-- EXERCISE DETAILS --
Recast the records below as a Markdown table with the columns n and Line, numbering each line and covering everything from the line containing "In the picture above, where can the foliage" down to the end of the records, both ends included. Leave out blank lines and the pictures.

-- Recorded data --
= = =

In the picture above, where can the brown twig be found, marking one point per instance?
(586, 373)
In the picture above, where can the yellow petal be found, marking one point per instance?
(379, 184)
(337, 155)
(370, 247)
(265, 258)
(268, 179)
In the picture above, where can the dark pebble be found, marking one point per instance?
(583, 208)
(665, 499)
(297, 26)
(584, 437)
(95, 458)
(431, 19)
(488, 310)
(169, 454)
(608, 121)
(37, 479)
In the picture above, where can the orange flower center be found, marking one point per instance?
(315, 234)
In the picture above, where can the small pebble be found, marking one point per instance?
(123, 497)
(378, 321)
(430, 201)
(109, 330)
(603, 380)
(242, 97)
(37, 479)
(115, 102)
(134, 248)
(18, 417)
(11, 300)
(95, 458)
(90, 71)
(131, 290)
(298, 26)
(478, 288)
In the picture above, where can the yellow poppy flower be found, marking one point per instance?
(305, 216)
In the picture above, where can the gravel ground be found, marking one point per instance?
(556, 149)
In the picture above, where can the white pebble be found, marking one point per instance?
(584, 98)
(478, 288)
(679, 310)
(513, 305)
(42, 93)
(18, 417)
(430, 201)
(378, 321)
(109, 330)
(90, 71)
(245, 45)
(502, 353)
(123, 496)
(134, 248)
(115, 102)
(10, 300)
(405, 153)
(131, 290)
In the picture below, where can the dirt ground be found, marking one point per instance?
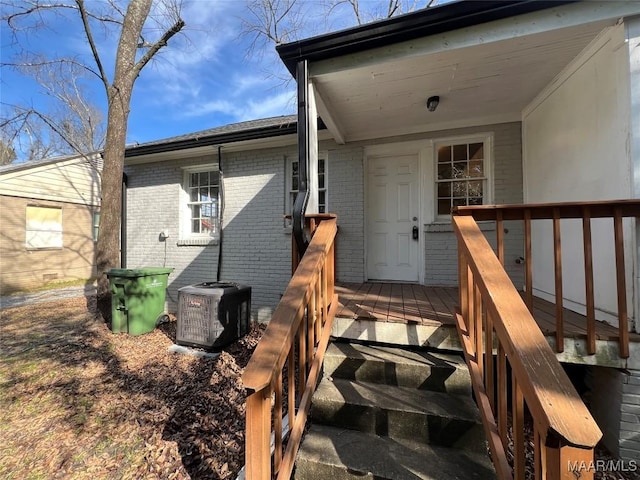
(77, 401)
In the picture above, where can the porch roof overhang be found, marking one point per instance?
(486, 61)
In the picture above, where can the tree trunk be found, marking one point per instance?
(119, 98)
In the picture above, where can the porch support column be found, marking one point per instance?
(307, 197)
(633, 44)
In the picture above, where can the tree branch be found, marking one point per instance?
(153, 49)
(92, 44)
(51, 62)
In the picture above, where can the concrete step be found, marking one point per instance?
(400, 412)
(441, 336)
(339, 454)
(395, 366)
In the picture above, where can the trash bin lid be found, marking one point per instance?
(139, 272)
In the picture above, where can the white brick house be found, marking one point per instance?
(256, 241)
(543, 95)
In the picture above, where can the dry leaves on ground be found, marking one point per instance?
(77, 401)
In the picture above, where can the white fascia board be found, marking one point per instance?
(332, 123)
(570, 15)
(434, 127)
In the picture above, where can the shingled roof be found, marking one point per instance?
(235, 132)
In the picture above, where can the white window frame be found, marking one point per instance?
(289, 191)
(187, 237)
(43, 227)
(487, 179)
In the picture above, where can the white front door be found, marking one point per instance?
(392, 213)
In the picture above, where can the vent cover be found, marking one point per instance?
(212, 314)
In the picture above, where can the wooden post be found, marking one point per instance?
(623, 326)
(500, 236)
(258, 436)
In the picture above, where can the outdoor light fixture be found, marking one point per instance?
(432, 103)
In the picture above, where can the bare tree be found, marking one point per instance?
(268, 23)
(138, 42)
(7, 153)
(70, 124)
(375, 10)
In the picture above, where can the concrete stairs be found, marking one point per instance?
(392, 413)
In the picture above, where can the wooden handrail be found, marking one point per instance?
(555, 212)
(599, 209)
(493, 311)
(295, 339)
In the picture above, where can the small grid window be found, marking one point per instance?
(461, 176)
(322, 185)
(203, 189)
(43, 227)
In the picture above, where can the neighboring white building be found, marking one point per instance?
(49, 213)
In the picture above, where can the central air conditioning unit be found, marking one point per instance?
(212, 314)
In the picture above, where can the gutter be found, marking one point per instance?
(425, 22)
(213, 140)
(302, 198)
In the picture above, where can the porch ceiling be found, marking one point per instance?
(478, 84)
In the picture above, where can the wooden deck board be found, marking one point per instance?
(419, 304)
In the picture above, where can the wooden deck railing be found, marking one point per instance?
(493, 313)
(585, 211)
(283, 371)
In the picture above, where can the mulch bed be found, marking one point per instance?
(77, 401)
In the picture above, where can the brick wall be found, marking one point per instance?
(256, 247)
(346, 199)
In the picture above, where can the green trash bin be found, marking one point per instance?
(137, 298)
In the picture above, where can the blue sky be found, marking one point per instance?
(202, 79)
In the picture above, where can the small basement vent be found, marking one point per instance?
(212, 314)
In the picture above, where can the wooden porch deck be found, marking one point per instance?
(433, 306)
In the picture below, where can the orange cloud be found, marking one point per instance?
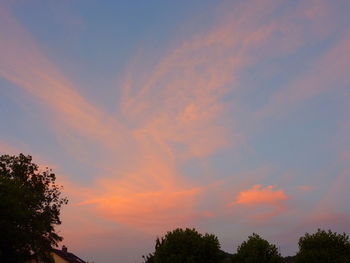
(172, 114)
(259, 195)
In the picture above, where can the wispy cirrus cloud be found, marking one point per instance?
(258, 195)
(173, 112)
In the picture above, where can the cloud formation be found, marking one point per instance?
(259, 195)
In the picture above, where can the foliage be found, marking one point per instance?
(30, 206)
(256, 249)
(324, 246)
(186, 246)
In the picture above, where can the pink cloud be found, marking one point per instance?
(259, 195)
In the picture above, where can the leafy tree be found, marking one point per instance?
(186, 246)
(256, 249)
(324, 246)
(30, 205)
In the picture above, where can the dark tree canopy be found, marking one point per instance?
(30, 206)
(186, 246)
(324, 246)
(257, 249)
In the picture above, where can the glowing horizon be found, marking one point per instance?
(234, 121)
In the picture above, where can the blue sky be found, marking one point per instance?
(228, 116)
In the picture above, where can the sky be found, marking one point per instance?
(231, 117)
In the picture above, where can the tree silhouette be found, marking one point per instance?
(30, 206)
(324, 246)
(256, 249)
(186, 246)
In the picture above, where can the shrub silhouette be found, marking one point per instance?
(256, 249)
(324, 246)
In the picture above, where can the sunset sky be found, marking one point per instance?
(232, 117)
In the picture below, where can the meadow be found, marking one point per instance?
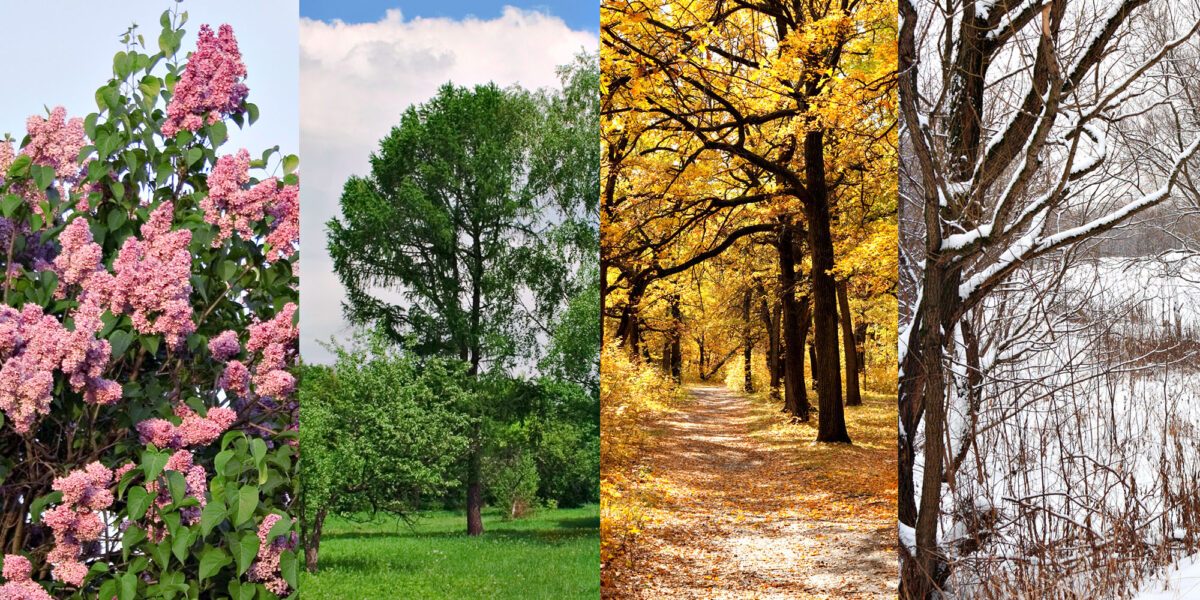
(552, 555)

= = =

-- FULL ANSWER --
| n | Line |
|---|---|
| 1 | In the picture above, where can the foliage be found, marking one point per instance? |
| 2 | (30, 206) |
| 3 | (256, 249) |
| 4 | (324, 246) |
| 5 | (186, 246) |
| 6 | In the picture above, where can the pink cloud be found, marking one point per instance? |
| 7 | (259, 195) |
| 8 | In the picture above, where can the leafy tree be found, marking one point per instance? |
| 9 | (186, 246) |
| 10 | (256, 249) |
| 11 | (324, 246) |
| 12 | (30, 205) |
| 13 | In the picture above, where can the dark tree canopy be found, marking one point per instance? |
| 14 | (30, 206) |
| 15 | (186, 246) |
| 16 | (324, 246) |
| 17 | (257, 249) |
| 18 | In the picture above, where can the glowing horizon be found, marking one point per instance? |
| 19 | (234, 121) |
| 20 | In the picture above, where can the blue sky be found, marking one point per instance? |
| 21 | (228, 116) |
| 22 | In the picture above, where can the sky be found, marking one point per instance? |
| 23 | (231, 117) |
| 24 | In the picture above, where can the tree silhouette be found, marking one point per instance? |
| 25 | (30, 206) |
| 26 | (324, 246) |
| 27 | (256, 249) |
| 28 | (186, 246) |
| 29 | In the picture above, where can the shrub silhouette be found, marking one point per instance? |
| 30 | (256, 249) |
| 31 | (324, 246) |
| 32 | In the picture above, where can the sunset sky be found, marking one point per instance? |
| 33 | (232, 117) |
| 34 | In the picture below, where can the meadow be found, marking one point per instance? |
| 35 | (552, 555) |